● Work order: Below is a listing; reproduce exactly its lines from the one containing "Point to the small" to its last line, both ends kept, and no other lines.

● Data provided:
- - - -

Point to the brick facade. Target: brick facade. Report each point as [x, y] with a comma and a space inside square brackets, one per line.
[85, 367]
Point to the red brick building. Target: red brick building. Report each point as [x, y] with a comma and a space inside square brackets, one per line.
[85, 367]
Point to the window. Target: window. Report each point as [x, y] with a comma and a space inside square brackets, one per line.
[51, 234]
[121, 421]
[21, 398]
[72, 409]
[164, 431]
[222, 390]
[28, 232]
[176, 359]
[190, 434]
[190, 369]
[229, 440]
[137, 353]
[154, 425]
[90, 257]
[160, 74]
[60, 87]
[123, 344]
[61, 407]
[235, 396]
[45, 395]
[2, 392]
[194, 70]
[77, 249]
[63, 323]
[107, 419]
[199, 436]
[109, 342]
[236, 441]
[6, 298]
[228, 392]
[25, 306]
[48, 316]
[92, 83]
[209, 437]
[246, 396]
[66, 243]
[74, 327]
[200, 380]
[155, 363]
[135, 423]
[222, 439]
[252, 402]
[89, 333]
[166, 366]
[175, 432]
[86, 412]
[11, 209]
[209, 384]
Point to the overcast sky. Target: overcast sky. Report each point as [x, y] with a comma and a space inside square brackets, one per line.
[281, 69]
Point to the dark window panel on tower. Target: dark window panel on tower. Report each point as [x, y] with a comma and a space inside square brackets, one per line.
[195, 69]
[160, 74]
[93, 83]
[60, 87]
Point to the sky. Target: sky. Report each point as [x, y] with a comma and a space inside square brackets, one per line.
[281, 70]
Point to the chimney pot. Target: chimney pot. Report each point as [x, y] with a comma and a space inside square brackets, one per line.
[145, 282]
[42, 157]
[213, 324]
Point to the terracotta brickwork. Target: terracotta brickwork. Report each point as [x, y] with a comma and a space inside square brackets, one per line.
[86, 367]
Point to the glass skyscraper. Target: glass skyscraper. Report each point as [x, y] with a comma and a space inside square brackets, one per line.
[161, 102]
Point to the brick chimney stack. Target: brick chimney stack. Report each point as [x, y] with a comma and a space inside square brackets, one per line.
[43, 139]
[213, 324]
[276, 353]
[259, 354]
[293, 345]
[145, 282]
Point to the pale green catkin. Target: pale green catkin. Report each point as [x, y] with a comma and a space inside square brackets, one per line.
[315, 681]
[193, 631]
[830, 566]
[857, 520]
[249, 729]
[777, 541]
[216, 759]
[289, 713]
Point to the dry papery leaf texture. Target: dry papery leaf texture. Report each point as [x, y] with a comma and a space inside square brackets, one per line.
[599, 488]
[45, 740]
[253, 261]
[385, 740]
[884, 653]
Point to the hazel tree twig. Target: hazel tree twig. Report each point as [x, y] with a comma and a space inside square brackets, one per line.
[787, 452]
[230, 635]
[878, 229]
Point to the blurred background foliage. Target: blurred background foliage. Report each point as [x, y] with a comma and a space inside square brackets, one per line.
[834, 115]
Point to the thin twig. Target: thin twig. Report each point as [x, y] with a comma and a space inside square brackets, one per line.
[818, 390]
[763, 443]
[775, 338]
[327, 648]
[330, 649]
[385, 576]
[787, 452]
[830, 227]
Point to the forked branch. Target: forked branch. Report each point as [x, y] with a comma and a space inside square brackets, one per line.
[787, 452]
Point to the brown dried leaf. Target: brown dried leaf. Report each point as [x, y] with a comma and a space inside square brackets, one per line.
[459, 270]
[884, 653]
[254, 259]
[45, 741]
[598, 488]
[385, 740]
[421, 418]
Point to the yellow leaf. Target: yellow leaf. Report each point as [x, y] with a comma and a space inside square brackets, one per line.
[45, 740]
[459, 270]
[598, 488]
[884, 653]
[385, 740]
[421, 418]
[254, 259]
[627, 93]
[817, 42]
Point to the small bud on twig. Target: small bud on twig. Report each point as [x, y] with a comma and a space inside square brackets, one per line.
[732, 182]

- - - -

● Completed task:
Point to the small bud on twig. Target: small bud on twig. Report each point as [x, y] with a comma and a space inside square brackets, one per line.
[732, 182]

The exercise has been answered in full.